[Opening Text segment section]

- What Is It?
- Side Effects
- Normal Ferritin Levels
- High Ferritin Levels
- Low Ferritin Levels
Ferritin blood test facts
The ferritin test measures the level of ferritin, the major iron storage protein in the body. The ferritin test is a simple blood test. The ferritin test uses venous blood to measure ferritin levels. The test is sometimes ordered together with other tests to help evaluate the body's iron stores, such as an iron level or a total iron-binding capacity (TIBC) test.
What is ferritin?
Ferritin is the major iron storage protein of the body. Ferritin levels can be used to indirectly measure how much iron is in the body. Ferritin has the shape of a hollow sphere that permits the entry of a variable amount of iron for storage (as ferric hydroxide phosphate complexes).
How does one prepare for a ferritin blood test?
The ferritin test uses venous blood that is withdrawn as for any routine blood test. No special preparation for the test is necessary. Fasting is not necessary.
How is the test performed?
A needle attached to a vacuum collection device is inserted into a vein, often a vein in the antecubital fossa (crease of the elbow), after the area has been cleaned. Venous blood can also be taken from other sites.

[Closing Text segment section]

Work to complete:
• a. In the ferritin blood test text, rewrite the paragraph beginning "The ferritin test measures the level of ferritin" as a short bulleted list that keeps its main facts.
• b. List every topic in the short list of links that opens the ferritin blood test text.
• c. Go on with the ferritin blood test text, starting after its final sentence.

[Opening Supplied information section]

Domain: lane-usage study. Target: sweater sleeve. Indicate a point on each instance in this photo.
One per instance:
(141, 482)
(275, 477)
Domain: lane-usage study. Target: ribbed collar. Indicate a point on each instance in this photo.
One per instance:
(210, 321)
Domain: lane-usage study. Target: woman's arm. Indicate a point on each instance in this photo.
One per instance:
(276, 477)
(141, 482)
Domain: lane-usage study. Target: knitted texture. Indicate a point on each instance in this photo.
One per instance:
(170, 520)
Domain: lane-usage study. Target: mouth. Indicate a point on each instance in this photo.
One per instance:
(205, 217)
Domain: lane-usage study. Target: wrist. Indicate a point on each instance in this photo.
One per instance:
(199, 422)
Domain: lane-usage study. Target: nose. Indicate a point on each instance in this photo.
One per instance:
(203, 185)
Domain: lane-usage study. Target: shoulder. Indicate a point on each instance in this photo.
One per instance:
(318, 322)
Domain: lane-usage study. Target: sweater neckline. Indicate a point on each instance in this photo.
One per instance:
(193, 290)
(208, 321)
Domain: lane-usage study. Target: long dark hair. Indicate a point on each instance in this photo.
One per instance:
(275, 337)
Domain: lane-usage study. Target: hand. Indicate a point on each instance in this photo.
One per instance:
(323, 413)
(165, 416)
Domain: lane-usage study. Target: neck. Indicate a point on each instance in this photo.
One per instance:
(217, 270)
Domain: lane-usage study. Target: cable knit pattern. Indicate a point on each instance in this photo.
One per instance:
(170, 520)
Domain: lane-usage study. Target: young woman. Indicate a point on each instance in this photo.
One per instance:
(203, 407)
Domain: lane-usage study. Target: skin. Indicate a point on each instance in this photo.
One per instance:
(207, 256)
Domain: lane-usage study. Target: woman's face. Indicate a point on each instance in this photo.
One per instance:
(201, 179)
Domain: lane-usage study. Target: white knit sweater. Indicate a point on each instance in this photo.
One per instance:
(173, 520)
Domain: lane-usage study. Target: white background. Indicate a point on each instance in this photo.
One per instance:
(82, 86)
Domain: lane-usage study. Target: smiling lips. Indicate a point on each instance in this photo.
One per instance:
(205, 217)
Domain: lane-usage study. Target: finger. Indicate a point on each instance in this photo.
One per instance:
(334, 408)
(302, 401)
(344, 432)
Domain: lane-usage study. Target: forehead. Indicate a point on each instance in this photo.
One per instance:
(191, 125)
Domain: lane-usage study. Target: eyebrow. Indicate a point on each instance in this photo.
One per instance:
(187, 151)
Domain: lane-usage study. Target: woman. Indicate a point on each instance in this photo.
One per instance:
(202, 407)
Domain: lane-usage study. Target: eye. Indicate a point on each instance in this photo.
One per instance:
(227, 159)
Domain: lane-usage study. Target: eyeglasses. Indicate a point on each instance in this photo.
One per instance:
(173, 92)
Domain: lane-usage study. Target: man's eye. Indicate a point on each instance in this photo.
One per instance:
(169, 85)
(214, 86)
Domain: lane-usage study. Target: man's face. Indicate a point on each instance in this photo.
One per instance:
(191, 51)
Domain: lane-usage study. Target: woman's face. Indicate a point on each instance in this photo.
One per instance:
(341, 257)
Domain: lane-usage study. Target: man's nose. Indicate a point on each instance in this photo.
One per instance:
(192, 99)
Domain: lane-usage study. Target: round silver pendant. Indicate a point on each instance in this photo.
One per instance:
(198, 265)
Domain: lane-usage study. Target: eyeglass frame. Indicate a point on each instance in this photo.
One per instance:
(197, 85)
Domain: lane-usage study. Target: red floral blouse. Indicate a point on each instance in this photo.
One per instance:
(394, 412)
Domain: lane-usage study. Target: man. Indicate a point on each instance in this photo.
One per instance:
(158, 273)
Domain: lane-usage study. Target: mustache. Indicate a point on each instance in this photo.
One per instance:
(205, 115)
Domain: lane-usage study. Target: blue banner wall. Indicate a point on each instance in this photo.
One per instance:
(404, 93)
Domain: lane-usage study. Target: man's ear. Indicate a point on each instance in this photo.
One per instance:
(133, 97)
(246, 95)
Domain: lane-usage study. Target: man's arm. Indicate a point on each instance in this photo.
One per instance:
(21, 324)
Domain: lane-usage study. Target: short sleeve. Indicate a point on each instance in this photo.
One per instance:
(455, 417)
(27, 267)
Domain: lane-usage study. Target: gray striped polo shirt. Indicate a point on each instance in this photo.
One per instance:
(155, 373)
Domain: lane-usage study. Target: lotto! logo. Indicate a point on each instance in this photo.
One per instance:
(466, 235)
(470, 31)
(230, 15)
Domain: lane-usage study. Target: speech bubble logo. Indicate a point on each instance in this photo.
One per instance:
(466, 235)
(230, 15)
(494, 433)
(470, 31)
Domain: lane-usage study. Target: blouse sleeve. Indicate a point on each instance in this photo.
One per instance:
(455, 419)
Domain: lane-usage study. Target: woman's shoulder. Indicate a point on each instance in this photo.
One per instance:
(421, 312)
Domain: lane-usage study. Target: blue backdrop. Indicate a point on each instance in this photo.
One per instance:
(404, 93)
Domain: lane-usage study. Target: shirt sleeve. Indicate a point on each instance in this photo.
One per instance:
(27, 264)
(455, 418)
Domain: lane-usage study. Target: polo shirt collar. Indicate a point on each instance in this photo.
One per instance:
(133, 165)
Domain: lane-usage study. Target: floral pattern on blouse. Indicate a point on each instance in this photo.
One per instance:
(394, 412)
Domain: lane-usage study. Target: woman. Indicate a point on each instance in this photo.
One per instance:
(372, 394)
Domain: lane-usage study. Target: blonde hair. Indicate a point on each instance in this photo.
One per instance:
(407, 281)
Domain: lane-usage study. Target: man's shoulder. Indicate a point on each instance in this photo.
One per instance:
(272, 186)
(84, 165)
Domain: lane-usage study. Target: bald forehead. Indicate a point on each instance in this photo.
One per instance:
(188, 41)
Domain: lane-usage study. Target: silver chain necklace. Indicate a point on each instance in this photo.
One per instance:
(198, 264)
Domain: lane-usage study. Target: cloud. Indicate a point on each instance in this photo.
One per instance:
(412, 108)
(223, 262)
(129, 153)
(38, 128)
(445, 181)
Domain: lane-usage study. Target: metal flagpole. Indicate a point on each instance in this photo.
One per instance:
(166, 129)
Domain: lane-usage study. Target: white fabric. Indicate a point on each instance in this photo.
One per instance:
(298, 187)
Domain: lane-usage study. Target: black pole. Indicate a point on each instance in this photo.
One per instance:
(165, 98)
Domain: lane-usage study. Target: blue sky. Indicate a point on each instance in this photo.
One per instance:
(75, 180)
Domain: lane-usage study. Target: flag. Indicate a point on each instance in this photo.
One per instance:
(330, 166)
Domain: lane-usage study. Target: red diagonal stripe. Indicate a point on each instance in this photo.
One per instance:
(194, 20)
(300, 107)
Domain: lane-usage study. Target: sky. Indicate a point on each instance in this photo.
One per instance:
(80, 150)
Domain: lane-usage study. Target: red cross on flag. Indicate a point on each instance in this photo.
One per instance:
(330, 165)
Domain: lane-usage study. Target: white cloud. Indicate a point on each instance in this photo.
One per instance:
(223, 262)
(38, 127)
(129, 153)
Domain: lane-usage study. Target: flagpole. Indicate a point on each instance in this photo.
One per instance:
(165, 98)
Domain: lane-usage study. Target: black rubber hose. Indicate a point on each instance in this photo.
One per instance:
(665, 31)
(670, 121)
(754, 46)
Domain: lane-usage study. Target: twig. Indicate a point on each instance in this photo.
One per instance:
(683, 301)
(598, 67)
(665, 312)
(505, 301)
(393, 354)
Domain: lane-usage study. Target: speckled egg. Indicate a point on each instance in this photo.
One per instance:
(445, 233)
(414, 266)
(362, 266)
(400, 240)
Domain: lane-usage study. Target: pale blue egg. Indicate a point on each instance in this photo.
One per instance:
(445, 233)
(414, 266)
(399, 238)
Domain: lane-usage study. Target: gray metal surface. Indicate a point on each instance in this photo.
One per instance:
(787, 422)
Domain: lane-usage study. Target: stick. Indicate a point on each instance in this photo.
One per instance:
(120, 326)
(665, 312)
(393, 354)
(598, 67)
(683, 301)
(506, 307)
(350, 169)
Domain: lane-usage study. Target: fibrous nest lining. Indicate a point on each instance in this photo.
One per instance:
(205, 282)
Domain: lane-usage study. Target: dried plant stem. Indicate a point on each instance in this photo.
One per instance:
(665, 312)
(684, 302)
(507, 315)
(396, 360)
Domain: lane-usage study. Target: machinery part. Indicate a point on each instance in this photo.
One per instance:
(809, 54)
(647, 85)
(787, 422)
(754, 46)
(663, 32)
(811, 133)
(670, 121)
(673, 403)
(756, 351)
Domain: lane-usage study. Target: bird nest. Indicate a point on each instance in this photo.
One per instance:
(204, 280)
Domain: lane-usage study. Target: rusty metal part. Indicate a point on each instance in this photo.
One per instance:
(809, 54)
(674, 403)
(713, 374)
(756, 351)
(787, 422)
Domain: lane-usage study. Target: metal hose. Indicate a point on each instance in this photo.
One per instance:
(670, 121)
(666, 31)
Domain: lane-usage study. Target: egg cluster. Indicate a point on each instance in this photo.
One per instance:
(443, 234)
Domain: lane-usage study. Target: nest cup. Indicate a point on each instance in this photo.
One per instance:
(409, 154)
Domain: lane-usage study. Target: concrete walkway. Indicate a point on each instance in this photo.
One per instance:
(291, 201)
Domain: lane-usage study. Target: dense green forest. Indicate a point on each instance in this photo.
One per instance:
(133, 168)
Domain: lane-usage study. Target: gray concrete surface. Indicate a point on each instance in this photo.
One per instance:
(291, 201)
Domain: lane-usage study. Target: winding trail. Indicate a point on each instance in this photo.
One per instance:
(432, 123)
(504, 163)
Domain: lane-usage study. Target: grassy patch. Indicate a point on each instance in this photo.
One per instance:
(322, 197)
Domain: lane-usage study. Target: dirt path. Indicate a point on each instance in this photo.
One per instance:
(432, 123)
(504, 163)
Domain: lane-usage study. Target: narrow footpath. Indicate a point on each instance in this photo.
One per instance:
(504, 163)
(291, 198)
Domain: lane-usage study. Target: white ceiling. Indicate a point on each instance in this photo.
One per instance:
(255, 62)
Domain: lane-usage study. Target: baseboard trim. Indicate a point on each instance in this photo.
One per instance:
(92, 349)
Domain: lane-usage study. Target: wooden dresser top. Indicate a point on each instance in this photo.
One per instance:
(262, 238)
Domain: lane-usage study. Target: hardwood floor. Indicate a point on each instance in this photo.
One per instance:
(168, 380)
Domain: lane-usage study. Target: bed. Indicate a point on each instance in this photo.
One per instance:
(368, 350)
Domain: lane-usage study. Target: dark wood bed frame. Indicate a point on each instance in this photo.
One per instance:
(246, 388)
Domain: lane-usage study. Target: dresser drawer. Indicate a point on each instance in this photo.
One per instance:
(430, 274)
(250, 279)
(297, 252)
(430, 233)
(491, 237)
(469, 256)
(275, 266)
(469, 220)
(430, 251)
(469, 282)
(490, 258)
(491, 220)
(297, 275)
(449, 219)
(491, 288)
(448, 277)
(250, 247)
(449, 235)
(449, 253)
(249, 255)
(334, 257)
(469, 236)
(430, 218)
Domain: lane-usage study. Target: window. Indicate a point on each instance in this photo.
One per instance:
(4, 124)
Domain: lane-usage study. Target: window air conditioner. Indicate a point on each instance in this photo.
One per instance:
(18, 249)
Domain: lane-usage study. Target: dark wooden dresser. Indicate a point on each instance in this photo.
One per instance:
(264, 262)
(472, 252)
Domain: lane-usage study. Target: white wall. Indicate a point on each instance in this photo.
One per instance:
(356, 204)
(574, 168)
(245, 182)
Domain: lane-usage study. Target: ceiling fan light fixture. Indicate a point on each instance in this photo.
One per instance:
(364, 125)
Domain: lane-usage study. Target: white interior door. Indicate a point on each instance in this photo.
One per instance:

[Closing Supplied information section]

Answers by item number:
• a.
- Measures ferritin, the body's major iron storage protein.
- Is a simple blood test that uses venous blood.
- Is sometimes ordered with other tests of the body's iron stores, such as an iron level or a total iron-binding capacity (TIBC) test.

• b.
- What Is It?
- Side Effects
- Normal Ferritin Levels
- High Ferritin Levels
- Low Ferritin Levels

• c.
What are the potential side effects of a ferritin blood test?
The ferritin blood test is a routine blood test and typically does not cause side effects. Mild bruising at the venipuncture site can occur infrequently.
What are normal results for a ferritin test?
The results may vary slightly among laboratories, but in general, normal ferritin levels range from 12 to 300 nanograms per milliliter of blood (ng/mL) for males and 12 to 150 ng/mL for females.
|Gender||Normal Ferritin Levels|
|Adult Males||12 to 300 ng/mL|
|Adult Females||12 to 150 ng/mL|
What does an elevated ferritin level mean?
Higher-than-normal levels of ferritin can be indicative of an iron storage disorder such as hemochromatosis.
Hereditary hemochromatosis is an inherited (genetic) disorder in which there is excessive accumulation of iron in the body (iron overload). In individuals with hereditary hemochromatosis, the daily absorption of iron from the intestines is greater than the amount needed to replace losses. Since the normal body cannot increase iron excretion, the absorbed iron accumulates in the body.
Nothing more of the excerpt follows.